◆ **Data listing**
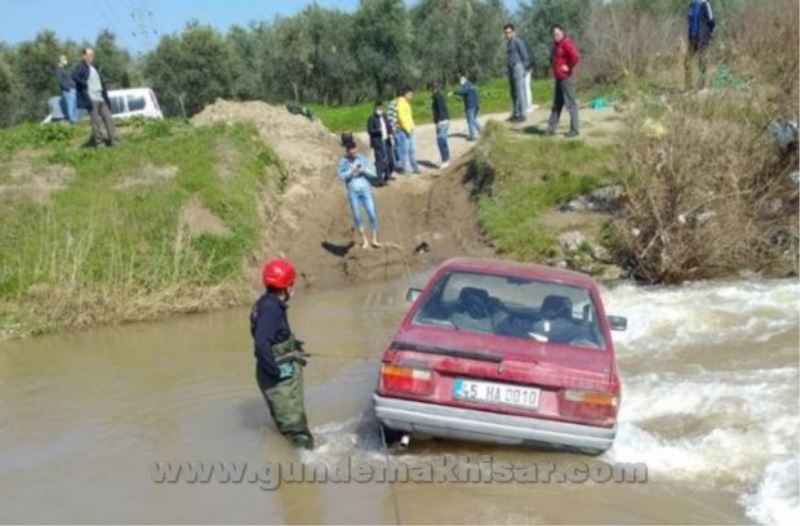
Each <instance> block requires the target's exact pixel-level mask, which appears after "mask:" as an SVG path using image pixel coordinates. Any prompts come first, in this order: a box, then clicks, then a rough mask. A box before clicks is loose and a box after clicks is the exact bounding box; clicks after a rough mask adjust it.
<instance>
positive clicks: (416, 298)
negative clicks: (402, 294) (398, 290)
mask: <svg viewBox="0 0 800 526" xmlns="http://www.w3.org/2000/svg"><path fill="white" fill-rule="evenodd" d="M420 294H422V289H408V292H406V301H407V302H409V303H413V302H415V301H417V298H419V295H420Z"/></svg>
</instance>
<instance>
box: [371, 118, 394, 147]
mask: <svg viewBox="0 0 800 526" xmlns="http://www.w3.org/2000/svg"><path fill="white" fill-rule="evenodd" d="M381 119H383V122H384V124H385V125H386V140H390V139H391V138H392V133H393V130H392V125H391V124H390V123H389V119H387V118H386V115H378V114H377V113H374V112H373V113H372V115H370V116H369V119H367V133H369V145H370V146H371V147H372V148H376V147H378V146H379V145H380V143H381V142H382V139H383V136H382V135H381Z"/></svg>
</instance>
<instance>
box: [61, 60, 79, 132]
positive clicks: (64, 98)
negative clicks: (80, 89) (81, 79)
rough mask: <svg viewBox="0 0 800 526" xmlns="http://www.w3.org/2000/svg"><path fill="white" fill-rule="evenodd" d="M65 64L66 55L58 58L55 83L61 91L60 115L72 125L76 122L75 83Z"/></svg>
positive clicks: (70, 73) (76, 109)
mask: <svg viewBox="0 0 800 526" xmlns="http://www.w3.org/2000/svg"><path fill="white" fill-rule="evenodd" d="M67 64H68V62H67V56H66V55H61V56H60V57H58V66H56V81H57V82H58V87H59V89H60V90H61V101H60V102H61V113H62V114H63V115H64V118H65V119H67V121H69V122H70V123H73V124H74V123H76V122H78V106H77V103H78V101H77V95H76V94H75V81H74V80H72V74H71V73H70V71H69V70H68V69H67Z"/></svg>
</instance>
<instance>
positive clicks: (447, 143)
mask: <svg viewBox="0 0 800 526" xmlns="http://www.w3.org/2000/svg"><path fill="white" fill-rule="evenodd" d="M429 89H430V90H431V93H432V95H431V109H432V110H433V122H434V123H435V124H436V145H437V146H438V147H439V155H440V156H441V158H442V164H440V165H439V169H440V170H444V169H446V168H448V167H449V166H450V145H449V144H448V142H447V139H448V134H449V131H450V110H449V109H448V108H447V98H446V97H445V96H444V93H442V90H441V88H440V87H439V83H438V82H431V83H430V85H429Z"/></svg>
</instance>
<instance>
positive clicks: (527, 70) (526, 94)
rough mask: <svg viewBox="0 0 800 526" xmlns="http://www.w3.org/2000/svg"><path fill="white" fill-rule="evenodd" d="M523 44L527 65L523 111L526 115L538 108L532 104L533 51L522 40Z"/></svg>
mask: <svg viewBox="0 0 800 526" xmlns="http://www.w3.org/2000/svg"><path fill="white" fill-rule="evenodd" d="M522 41H523V42H524V43H525V50H526V51H527V52H528V63H527V64H526V65H525V111H526V112H527V113H530V112H532V111H533V110H535V109H536V108H538V106H537V105H536V104H534V103H533V70H534V68H535V65H534V64H535V63H534V60H533V49H531V45H530V43H529V42H528V41H527V40H525V39H522Z"/></svg>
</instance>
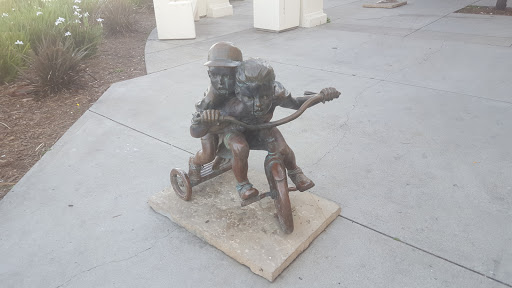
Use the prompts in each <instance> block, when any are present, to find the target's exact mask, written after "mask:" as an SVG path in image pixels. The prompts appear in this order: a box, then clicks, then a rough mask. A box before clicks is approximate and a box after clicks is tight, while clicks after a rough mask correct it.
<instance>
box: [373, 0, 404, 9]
mask: <svg viewBox="0 0 512 288" xmlns="http://www.w3.org/2000/svg"><path fill="white" fill-rule="evenodd" d="M405 4H407V1H403V2H391V3H370V4H364V5H363V7H364V8H387V9H390V8H396V7H400V6H403V5H405Z"/></svg>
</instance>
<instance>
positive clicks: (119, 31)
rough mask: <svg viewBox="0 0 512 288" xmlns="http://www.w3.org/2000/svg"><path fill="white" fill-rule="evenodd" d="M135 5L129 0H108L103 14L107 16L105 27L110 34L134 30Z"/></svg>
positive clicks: (106, 16) (104, 21)
mask: <svg viewBox="0 0 512 288" xmlns="http://www.w3.org/2000/svg"><path fill="white" fill-rule="evenodd" d="M134 8H135V7H134V5H133V4H132V3H131V2H130V1H129V0H107V1H106V2H105V4H104V5H103V6H102V9H101V15H102V17H103V18H105V21H104V22H103V25H104V28H105V30H106V31H107V33H108V34H111V35H116V34H120V33H127V32H130V31H133V30H134V27H135V13H134Z"/></svg>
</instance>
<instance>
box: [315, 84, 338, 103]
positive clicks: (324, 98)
mask: <svg viewBox="0 0 512 288" xmlns="http://www.w3.org/2000/svg"><path fill="white" fill-rule="evenodd" d="M319 94H320V95H322V102H325V101H331V100H333V99H335V98H338V97H339V96H340V94H341V93H340V92H339V91H338V90H336V88H332V87H329V88H324V89H322V91H320V93H319Z"/></svg>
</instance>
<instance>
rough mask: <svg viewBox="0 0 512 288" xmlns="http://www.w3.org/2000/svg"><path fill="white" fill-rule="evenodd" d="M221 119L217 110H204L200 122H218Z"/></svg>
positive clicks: (220, 115) (203, 122) (213, 124)
mask: <svg viewBox="0 0 512 288" xmlns="http://www.w3.org/2000/svg"><path fill="white" fill-rule="evenodd" d="M220 119H221V115H220V111H219V110H204V111H203V112H202V113H201V122H202V123H204V124H209V125H217V124H219V122H220Z"/></svg>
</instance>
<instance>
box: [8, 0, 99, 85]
mask: <svg viewBox="0 0 512 288" xmlns="http://www.w3.org/2000/svg"><path fill="white" fill-rule="evenodd" d="M98 1H99V0H23V1H16V0H0V15H1V16H2V17H1V18H0V72H1V74H0V81H9V80H12V79H14V78H15V77H16V75H17V73H18V69H19V68H20V67H23V66H24V65H25V59H26V57H25V56H26V55H27V53H28V52H29V50H30V49H32V50H33V51H34V52H35V54H36V55H38V54H39V53H40V49H41V47H40V46H39V44H40V43H43V42H48V39H53V40H52V41H56V39H60V41H61V44H62V46H66V47H67V46H70V48H68V49H70V50H71V51H81V52H85V56H91V55H93V54H94V53H95V52H96V50H97V46H98V44H99V43H100V41H101V37H102V25H101V23H100V22H98V21H96V19H98V18H97V12H98V8H99V4H98ZM88 11H90V12H88ZM43 39H45V40H44V41H43ZM17 40H19V41H21V42H23V45H21V44H18V45H15V46H13V45H12V44H14V43H16V41H17ZM18 43H19V42H18Z"/></svg>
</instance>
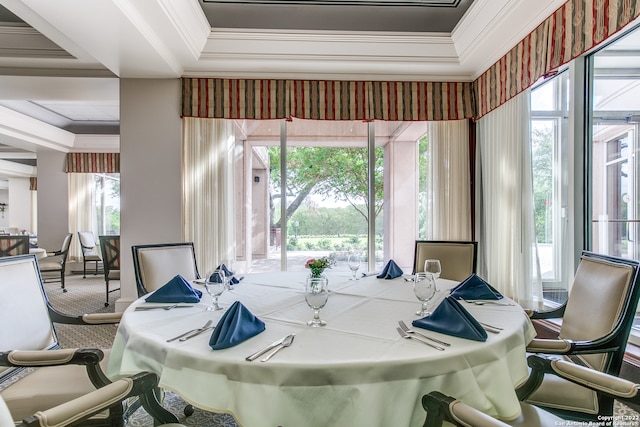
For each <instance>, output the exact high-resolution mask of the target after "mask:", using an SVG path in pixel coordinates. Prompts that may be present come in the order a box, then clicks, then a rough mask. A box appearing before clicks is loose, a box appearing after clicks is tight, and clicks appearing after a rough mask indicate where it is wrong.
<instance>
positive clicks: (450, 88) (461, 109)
mask: <svg viewBox="0 0 640 427" xmlns="http://www.w3.org/2000/svg"><path fill="white" fill-rule="evenodd" d="M475 105H476V103H475V95H474V91H473V84H472V83H471V82H435V83H434V82H370V81H320V80H234V79H206V78H204V79H203V78H183V79H182V116H183V117H197V118H218V119H283V118H290V117H296V118H299V119H310V120H406V121H413V120H461V119H468V118H472V117H474V115H475Z"/></svg>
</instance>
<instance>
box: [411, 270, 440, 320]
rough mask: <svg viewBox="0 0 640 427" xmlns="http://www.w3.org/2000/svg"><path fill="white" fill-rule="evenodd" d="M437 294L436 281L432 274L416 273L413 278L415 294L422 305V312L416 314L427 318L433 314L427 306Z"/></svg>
mask: <svg viewBox="0 0 640 427" xmlns="http://www.w3.org/2000/svg"><path fill="white" fill-rule="evenodd" d="M435 292H436V280H435V279H434V278H433V274H431V273H416V274H415V275H414V276H413V293H414V294H415V295H416V298H418V300H419V301H420V303H421V306H420V310H418V311H416V314H417V315H418V316H420V317H425V316H428V315H430V314H431V312H430V311H429V309H428V307H427V304H428V303H429V301H431V298H433V295H434V294H435Z"/></svg>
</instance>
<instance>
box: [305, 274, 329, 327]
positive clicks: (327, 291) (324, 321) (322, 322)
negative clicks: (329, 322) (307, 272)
mask: <svg viewBox="0 0 640 427" xmlns="http://www.w3.org/2000/svg"><path fill="white" fill-rule="evenodd" d="M328 284H329V281H328V280H327V279H326V277H318V278H315V277H310V278H308V279H307V283H306V285H305V293H304V298H305V300H306V301H307V305H308V306H309V307H311V309H313V319H312V320H309V321H308V322H307V325H309V326H311V327H313V328H318V327H320V326H325V325H326V324H327V322H325V321H324V320H321V319H320V309H321V308H323V307H324V306H325V304H326V303H327V299H328V298H329V287H328Z"/></svg>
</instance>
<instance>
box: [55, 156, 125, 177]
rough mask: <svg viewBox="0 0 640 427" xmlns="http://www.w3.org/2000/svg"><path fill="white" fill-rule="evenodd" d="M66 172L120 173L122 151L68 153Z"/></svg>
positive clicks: (65, 167)
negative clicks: (111, 152) (108, 151)
mask: <svg viewBox="0 0 640 427" xmlns="http://www.w3.org/2000/svg"><path fill="white" fill-rule="evenodd" d="M65 172H68V173H120V153H67V162H66V165H65Z"/></svg>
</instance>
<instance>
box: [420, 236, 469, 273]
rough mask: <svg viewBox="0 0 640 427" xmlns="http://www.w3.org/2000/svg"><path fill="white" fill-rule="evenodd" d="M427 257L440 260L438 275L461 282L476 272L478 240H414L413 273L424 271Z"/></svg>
mask: <svg viewBox="0 0 640 427" xmlns="http://www.w3.org/2000/svg"><path fill="white" fill-rule="evenodd" d="M427 259H438V260H440V266H441V268H442V272H441V273H440V277H442V278H443V279H449V280H457V281H459V282H461V281H463V280H464V279H466V278H467V277H469V276H470V275H471V274H472V273H475V272H476V267H477V264H478V242H464V241H437V240H416V249H415V255H414V258H413V274H416V273H418V272H421V271H424V262H425V260H427Z"/></svg>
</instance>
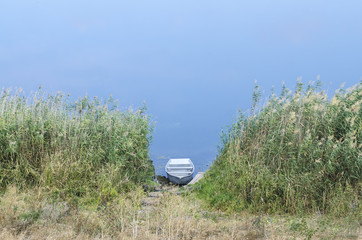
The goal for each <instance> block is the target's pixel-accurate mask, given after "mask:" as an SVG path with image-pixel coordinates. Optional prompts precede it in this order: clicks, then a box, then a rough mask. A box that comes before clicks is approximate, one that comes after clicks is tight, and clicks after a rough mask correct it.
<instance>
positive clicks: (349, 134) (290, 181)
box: [199, 82, 362, 215]
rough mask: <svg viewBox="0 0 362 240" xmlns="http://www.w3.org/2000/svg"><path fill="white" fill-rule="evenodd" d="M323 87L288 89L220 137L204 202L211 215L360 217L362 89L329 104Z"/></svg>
mask: <svg viewBox="0 0 362 240" xmlns="http://www.w3.org/2000/svg"><path fill="white" fill-rule="evenodd" d="M320 85H321V84H320V82H317V83H315V84H314V83H311V84H309V85H307V86H304V85H303V83H301V82H298V83H297V86H296V88H295V91H294V92H292V91H291V90H289V89H287V88H286V87H285V86H283V88H282V92H281V94H280V95H279V96H276V95H275V94H272V95H271V96H270V98H269V99H268V101H267V103H266V104H265V105H264V106H262V107H259V105H260V96H261V94H260V90H259V87H256V88H255V91H254V94H253V106H252V110H251V113H250V114H249V115H245V114H242V113H241V114H240V116H239V118H238V120H237V121H235V123H234V124H233V126H232V127H231V128H230V130H229V131H228V132H227V133H225V134H224V135H223V137H222V145H221V148H220V152H219V155H218V157H217V160H216V161H215V162H214V164H213V166H212V167H211V169H210V171H209V173H208V174H207V176H206V177H205V179H204V180H203V181H202V183H201V185H202V188H201V189H200V190H199V194H200V196H201V197H202V198H204V199H206V201H207V202H208V203H209V204H211V205H212V206H213V207H216V208H220V209H228V210H231V211H238V210H243V209H249V210H251V211H253V212H280V211H282V212H289V213H298V212H315V211H317V212H320V213H333V214H336V215H346V214H358V213H360V212H361V202H360V200H361V190H362V189H361V186H362V183H361V176H362V151H361V149H362V121H361V118H362V108H361V105H362V82H360V83H359V84H357V85H355V86H354V87H352V88H351V89H348V90H343V89H340V90H338V91H337V92H336V93H335V95H334V96H333V98H331V100H329V98H328V97H327V95H326V94H325V92H324V91H322V90H321V89H320Z"/></svg>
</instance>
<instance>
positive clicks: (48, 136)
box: [0, 90, 153, 204]
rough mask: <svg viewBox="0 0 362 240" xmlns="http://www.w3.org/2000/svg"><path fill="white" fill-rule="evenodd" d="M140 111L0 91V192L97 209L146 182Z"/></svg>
mask: <svg viewBox="0 0 362 240" xmlns="http://www.w3.org/2000/svg"><path fill="white" fill-rule="evenodd" d="M144 110H145V109H144V108H142V109H140V110H138V111H137V112H132V111H131V110H130V111H126V112H121V111H119V110H117V103H116V101H114V100H113V99H112V98H111V97H110V98H109V99H108V100H107V101H104V102H101V100H99V99H98V98H96V97H95V98H94V99H90V98H88V97H84V98H79V99H78V100H77V101H75V102H72V101H71V100H70V97H69V96H65V95H64V94H63V93H57V94H56V95H47V94H45V93H43V92H42V91H41V90H40V91H39V92H36V93H34V94H33V95H31V96H28V97H26V96H25V95H24V94H23V93H22V92H21V90H17V91H15V92H14V93H11V91H9V90H3V91H2V92H1V93H0V189H1V190H3V191H4V190H5V189H6V188H7V187H8V186H10V185H16V186H18V187H19V188H21V189H23V190H25V189H27V188H39V187H40V188H42V189H44V190H45V191H46V192H48V193H50V195H51V196H53V197H56V198H59V197H60V198H61V199H64V200H71V201H77V202H78V201H81V202H84V203H94V204H98V203H101V202H106V201H109V200H111V199H112V198H113V197H115V196H117V195H118V194H119V193H124V192H127V191H129V190H130V188H132V187H133V186H134V185H135V184H139V183H143V182H145V181H148V180H151V179H152V174H153V166H152V162H151V161H150V160H149V150H148V147H149V142H150V131H151V128H150V124H149V119H148V118H147V116H146V115H145V112H144ZM135 173H137V174H135Z"/></svg>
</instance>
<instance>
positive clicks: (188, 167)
mask: <svg viewBox="0 0 362 240" xmlns="http://www.w3.org/2000/svg"><path fill="white" fill-rule="evenodd" d="M194 170H195V167H194V164H193V163H192V162H191V160H190V159H189V158H173V159H172V158H171V159H170V160H169V161H168V162H167V164H166V167H165V171H166V173H167V177H168V180H170V182H172V183H174V184H179V185H185V184H188V183H189V182H190V181H191V180H192V178H193V176H192V175H193V173H194Z"/></svg>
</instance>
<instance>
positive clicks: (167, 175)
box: [167, 173, 193, 185]
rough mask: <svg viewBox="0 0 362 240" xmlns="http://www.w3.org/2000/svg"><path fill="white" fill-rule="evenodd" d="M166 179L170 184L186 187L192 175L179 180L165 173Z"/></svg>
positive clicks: (184, 177) (172, 176)
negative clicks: (185, 186) (166, 179)
mask: <svg viewBox="0 0 362 240" xmlns="http://www.w3.org/2000/svg"><path fill="white" fill-rule="evenodd" d="M167 177H168V180H169V181H170V182H172V183H174V184H178V185H186V184H188V183H189V182H191V180H192V179H193V176H192V174H191V175H189V176H186V177H182V178H179V177H175V176H172V175H171V174H168V173H167Z"/></svg>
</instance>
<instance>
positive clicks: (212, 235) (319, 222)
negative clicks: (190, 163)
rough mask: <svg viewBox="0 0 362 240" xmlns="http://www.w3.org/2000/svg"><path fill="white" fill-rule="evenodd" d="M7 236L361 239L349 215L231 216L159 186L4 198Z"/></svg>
mask: <svg viewBox="0 0 362 240" xmlns="http://www.w3.org/2000/svg"><path fill="white" fill-rule="evenodd" d="M0 227H1V229H2V230H1V231H0V238H1V239H10V240H11V239H360V236H361V235H360V234H361V232H360V225H359V223H358V222H356V221H352V219H349V218H348V217H346V218H343V219H336V218H330V217H328V216H324V215H322V214H320V213H316V214H312V215H300V216H297V215H277V214H274V215H266V214H260V215H253V214H250V213H246V212H244V213H239V214H228V213H225V212H220V211H212V210H210V209H208V208H207V207H206V206H205V205H204V204H203V203H202V202H201V201H200V200H198V199H197V198H196V197H195V195H194V194H193V192H192V190H190V189H189V190H186V189H181V188H179V187H175V186H171V185H167V184H166V185H157V186H155V188H154V189H153V190H152V191H150V192H145V191H144V190H143V189H142V188H138V189H136V190H135V191H133V192H131V193H129V194H127V195H124V196H122V197H119V198H118V199H116V200H114V201H112V202H110V203H107V204H106V205H104V206H98V207H96V208H78V207H77V206H74V205H71V204H69V203H67V202H56V201H52V202H51V201H49V199H47V198H46V195H45V194H44V192H42V190H41V189H33V190H32V191H27V192H22V191H19V189H17V188H15V187H10V188H8V189H7V191H6V192H5V194H4V195H2V196H1V197H0Z"/></svg>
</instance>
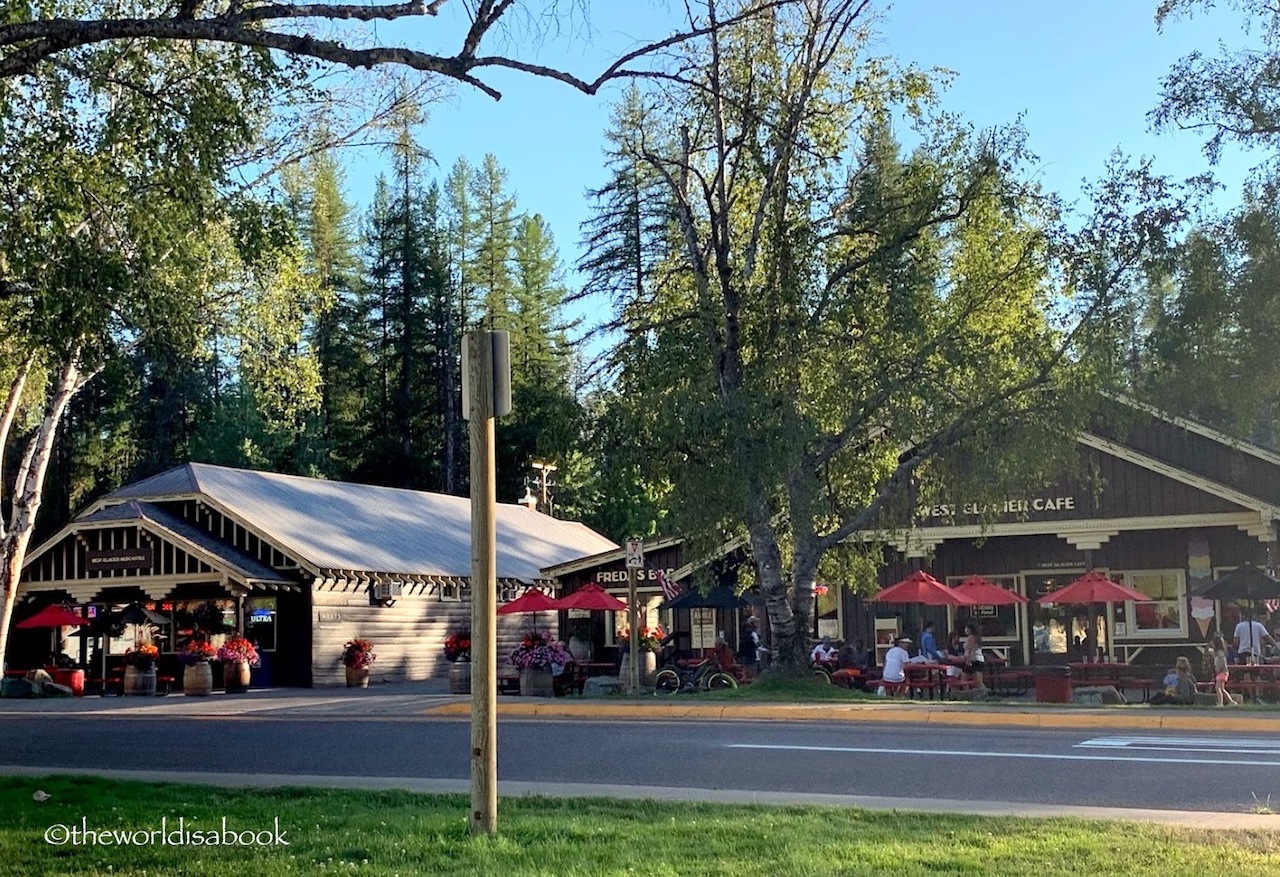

◆ **What is being asked**
Turn the stretch from the line containing "negative clicks: (185, 186) (166, 179)" through the end of the entries into a Markdown table with the columns Row and Line, one numbered row per line and blank lines skipped. Leave the pictures out of the answer.

◆ **Task solution**
| Row | Line |
|---|---|
| 1 | negative clicks: (185, 186) (166, 179) |
| 2 | mask: <svg viewBox="0 0 362 240" xmlns="http://www.w3.org/2000/svg"><path fill="white" fill-rule="evenodd" d="M167 177H168V180H169V181H170V182H172V183H174V184H178V185H186V184H188V183H189V182H191V180H192V179H193V176H192V174H191V175H189V176H186V177H182V178H179V177H175V176H172V175H171V174H168V173H167Z"/></svg> |
| 3 | </instance> |
| 4 | <instance> |
| 5 | positive clicks: (212, 235) (319, 222) |
| 6 | negative clicks: (190, 163) |
| 7 | rough mask: <svg viewBox="0 0 362 240" xmlns="http://www.w3.org/2000/svg"><path fill="white" fill-rule="evenodd" d="M7 236L361 239L349 215L231 216L159 186L4 198Z"/></svg> |
| 8 | mask: <svg viewBox="0 0 362 240" xmlns="http://www.w3.org/2000/svg"><path fill="white" fill-rule="evenodd" d="M0 227H1V229H2V230H1V231H0V238H1V239H10V240H11V239H360V236H361V235H360V234H361V232H360V225H359V223H358V222H356V221H352V219H349V218H348V217H346V218H343V219H336V218H330V217H328V216H324V215H322V214H320V213H316V214H312V215H300V216H297V215H277V214H274V215H266V214H260V215H253V214H250V213H246V212H244V213H239V214H228V213H225V212H220V211H212V210H210V209H208V208H207V207H206V206H205V205H204V204H203V203H202V202H201V201H200V200H198V199H197V198H196V197H195V195H194V194H193V192H192V190H190V189H189V190H186V189H181V188H179V187H175V186H171V185H167V184H166V185H157V186H155V188H154V189H153V190H152V191H150V192H145V191H144V190H143V189H142V188H138V189H136V190H135V191H133V192H131V193H129V194H127V195H124V196H122V197H119V198H118V199H116V200H114V201H112V202H110V203H107V204H106V205H104V206H98V207H96V208H78V207H77V206H74V205H71V204H69V203H67V202H56V201H52V202H51V201H49V199H47V198H46V195H45V194H44V192H42V190H41V189H33V190H32V191H27V192H22V191H19V189H17V188H15V187H10V188H8V189H7V191H6V192H5V194H4V195H2V196H1V197H0Z"/></svg> |
| 9 | </instance> |